*** Given records ***
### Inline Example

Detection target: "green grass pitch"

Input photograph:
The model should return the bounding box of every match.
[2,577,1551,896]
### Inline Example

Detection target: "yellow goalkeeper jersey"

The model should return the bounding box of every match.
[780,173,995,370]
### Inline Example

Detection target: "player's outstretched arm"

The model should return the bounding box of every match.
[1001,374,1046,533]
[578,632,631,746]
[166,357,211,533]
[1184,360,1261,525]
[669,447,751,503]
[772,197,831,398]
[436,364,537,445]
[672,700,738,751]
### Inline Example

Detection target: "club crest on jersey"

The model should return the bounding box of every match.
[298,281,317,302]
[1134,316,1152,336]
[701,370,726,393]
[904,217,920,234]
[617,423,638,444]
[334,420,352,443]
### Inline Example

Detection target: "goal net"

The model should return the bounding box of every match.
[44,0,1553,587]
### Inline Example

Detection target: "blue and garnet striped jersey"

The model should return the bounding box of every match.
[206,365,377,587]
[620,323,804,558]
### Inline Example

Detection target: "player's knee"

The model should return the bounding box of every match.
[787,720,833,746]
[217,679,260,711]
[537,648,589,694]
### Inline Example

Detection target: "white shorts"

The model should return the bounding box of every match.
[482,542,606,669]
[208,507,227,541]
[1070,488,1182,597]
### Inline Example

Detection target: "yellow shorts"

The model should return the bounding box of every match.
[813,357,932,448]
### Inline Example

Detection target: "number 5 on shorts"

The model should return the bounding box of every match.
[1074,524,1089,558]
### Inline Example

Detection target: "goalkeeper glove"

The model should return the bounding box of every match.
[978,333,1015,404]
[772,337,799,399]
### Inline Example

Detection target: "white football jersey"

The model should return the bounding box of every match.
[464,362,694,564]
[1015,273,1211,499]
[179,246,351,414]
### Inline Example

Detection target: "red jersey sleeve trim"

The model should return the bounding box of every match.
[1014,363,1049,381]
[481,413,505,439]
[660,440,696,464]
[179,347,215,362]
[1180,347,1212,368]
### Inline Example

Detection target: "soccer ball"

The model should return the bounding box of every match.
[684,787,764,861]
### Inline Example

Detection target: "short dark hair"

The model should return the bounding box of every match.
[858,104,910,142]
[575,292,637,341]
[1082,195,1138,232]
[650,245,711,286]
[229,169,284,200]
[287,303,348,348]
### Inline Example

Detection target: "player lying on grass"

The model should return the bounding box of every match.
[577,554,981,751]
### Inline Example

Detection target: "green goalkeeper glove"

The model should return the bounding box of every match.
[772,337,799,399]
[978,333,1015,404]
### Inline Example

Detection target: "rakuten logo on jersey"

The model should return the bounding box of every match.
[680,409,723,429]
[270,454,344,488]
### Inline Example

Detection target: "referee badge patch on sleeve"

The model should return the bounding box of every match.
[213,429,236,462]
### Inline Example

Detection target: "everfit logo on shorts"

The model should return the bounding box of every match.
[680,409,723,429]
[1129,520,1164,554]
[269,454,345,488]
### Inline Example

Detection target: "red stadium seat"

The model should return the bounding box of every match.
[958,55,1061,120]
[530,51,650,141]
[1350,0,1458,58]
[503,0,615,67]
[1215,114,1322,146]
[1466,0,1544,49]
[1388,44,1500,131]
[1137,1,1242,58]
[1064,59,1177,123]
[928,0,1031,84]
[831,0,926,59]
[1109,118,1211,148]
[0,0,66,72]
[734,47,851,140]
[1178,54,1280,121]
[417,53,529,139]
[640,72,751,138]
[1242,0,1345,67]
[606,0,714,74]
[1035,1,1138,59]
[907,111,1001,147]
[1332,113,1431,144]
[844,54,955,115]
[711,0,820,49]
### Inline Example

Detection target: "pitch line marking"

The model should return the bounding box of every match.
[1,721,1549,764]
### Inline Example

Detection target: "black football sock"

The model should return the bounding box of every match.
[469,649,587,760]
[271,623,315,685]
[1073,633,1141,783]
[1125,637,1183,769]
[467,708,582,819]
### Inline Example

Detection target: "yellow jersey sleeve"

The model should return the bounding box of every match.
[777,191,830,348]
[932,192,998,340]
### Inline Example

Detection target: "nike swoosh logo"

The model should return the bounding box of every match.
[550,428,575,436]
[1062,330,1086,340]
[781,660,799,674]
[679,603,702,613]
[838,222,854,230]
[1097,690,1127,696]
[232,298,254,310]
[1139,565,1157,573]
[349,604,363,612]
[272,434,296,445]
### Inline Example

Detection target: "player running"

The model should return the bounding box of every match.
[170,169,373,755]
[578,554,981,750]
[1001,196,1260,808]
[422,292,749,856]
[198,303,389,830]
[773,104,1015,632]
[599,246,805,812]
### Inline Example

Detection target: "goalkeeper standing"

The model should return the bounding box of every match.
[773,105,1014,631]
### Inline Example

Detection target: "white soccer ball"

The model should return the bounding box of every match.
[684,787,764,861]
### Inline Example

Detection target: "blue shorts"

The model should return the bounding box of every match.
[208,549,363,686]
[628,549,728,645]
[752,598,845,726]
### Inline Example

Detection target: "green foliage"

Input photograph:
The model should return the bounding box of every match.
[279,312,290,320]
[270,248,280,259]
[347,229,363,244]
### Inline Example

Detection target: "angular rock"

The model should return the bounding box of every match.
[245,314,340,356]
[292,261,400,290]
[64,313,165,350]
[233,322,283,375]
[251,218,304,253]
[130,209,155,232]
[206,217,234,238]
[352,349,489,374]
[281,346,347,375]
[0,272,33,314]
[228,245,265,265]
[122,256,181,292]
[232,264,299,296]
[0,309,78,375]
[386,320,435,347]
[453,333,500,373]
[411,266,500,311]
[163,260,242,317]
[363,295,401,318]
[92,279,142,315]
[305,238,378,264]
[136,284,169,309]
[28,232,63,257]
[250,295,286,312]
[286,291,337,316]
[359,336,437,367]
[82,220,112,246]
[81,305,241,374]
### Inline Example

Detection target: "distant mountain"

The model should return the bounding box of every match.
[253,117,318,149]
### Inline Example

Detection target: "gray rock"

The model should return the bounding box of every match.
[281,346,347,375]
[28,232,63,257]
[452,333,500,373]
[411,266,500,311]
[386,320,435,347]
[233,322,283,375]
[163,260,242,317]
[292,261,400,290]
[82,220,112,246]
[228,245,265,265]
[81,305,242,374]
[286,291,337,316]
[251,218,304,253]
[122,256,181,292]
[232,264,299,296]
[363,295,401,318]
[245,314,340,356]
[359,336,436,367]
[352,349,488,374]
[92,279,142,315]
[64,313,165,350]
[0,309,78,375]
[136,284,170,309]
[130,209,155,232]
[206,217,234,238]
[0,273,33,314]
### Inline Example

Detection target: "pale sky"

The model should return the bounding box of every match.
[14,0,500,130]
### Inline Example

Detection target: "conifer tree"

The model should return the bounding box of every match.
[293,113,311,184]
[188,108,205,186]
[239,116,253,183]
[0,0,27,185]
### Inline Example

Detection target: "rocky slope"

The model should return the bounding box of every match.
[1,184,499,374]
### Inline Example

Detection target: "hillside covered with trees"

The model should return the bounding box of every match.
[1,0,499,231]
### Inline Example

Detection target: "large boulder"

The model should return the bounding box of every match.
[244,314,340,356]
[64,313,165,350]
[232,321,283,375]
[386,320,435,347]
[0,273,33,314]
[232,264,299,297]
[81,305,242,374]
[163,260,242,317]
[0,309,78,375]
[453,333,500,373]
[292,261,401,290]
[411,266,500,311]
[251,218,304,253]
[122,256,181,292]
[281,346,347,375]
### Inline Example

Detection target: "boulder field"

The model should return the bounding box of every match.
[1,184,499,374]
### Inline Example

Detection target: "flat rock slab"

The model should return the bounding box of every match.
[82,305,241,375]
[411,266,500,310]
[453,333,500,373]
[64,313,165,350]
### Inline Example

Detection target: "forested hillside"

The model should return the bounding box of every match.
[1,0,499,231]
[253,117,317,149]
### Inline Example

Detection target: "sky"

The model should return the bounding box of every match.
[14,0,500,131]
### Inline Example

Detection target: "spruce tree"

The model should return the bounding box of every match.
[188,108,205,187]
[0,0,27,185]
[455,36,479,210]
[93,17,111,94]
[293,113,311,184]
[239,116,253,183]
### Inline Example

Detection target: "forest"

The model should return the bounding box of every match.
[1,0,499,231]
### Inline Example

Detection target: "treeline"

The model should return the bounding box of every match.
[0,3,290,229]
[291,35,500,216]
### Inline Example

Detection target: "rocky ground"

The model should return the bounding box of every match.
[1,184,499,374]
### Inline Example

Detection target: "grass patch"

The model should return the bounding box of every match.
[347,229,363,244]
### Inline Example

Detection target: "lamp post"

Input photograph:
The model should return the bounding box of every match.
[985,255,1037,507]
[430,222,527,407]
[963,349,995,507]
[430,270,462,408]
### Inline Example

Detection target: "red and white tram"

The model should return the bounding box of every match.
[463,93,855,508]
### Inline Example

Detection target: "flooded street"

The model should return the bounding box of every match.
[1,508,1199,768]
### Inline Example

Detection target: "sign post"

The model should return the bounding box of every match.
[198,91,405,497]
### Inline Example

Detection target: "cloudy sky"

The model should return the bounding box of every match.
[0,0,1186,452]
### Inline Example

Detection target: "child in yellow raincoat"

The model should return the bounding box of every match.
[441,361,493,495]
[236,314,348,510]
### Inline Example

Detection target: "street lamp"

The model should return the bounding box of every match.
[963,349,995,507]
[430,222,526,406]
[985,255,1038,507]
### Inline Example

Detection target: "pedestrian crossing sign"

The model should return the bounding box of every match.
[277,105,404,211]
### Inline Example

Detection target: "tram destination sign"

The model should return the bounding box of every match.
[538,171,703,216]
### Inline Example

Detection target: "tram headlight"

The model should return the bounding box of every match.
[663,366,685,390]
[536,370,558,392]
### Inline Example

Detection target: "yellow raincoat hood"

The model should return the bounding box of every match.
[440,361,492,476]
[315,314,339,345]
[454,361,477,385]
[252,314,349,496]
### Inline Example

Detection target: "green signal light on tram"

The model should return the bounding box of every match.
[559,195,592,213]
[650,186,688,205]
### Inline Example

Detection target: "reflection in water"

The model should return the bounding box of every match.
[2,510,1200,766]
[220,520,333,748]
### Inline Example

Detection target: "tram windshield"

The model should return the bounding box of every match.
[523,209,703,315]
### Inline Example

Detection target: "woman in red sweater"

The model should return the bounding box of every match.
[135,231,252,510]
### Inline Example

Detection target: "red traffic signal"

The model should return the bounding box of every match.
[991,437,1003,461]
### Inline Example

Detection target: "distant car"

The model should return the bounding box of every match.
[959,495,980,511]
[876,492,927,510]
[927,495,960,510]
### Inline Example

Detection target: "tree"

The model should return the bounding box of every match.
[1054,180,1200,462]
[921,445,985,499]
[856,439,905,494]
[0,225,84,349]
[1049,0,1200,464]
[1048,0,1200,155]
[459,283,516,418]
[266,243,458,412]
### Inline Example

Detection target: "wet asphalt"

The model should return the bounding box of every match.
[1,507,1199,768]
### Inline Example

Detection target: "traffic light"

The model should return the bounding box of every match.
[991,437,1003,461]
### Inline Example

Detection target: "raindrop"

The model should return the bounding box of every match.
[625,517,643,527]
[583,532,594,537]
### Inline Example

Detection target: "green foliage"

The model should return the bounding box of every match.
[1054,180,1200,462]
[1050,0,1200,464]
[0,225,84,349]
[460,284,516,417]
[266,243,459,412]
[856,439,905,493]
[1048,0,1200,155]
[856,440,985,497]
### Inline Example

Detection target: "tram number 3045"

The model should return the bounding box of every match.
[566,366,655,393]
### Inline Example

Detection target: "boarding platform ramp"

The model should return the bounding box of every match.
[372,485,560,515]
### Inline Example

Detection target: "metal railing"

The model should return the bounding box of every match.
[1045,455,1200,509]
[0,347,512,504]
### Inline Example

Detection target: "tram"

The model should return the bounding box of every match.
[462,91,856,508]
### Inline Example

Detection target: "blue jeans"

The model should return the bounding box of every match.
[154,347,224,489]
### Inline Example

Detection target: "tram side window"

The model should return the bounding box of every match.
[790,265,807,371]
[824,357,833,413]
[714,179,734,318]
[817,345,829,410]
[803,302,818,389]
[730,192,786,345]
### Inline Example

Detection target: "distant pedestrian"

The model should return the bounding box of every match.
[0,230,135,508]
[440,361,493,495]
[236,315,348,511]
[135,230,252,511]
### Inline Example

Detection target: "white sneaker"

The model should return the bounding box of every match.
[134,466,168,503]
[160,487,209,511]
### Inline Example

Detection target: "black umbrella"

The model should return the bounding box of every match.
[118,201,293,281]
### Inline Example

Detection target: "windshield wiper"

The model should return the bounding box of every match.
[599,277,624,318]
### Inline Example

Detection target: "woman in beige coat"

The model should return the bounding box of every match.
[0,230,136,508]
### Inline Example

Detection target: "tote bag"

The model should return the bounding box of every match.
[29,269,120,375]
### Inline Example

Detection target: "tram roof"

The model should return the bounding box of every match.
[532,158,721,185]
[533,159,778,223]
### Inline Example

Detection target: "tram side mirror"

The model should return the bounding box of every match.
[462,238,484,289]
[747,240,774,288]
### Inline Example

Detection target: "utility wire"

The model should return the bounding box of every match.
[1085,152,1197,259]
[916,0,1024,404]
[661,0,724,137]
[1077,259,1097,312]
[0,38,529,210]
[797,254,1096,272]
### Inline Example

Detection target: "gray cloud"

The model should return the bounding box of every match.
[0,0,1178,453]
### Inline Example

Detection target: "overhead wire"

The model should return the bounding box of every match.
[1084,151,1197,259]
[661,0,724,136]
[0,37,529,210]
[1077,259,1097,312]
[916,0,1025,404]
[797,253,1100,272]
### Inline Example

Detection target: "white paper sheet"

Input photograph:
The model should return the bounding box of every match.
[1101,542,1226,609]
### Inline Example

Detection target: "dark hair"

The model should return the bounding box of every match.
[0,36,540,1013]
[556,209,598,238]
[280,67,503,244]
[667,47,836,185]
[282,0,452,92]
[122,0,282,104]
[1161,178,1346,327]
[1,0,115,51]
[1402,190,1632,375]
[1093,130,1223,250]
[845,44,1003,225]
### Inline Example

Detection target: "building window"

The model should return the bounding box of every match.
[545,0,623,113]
*** End of Given records ***
● **Exercise requirements**: Please find all lines of the entries that hold the string "goalkeeper" and copy them.

● **Response to the exercise**:
Detection target: "yellow goalkeeper jersey"
Detection target: "goalkeeper glove"
Detection target: "green goalkeeper glove"
Detection target: "goalkeeper standing"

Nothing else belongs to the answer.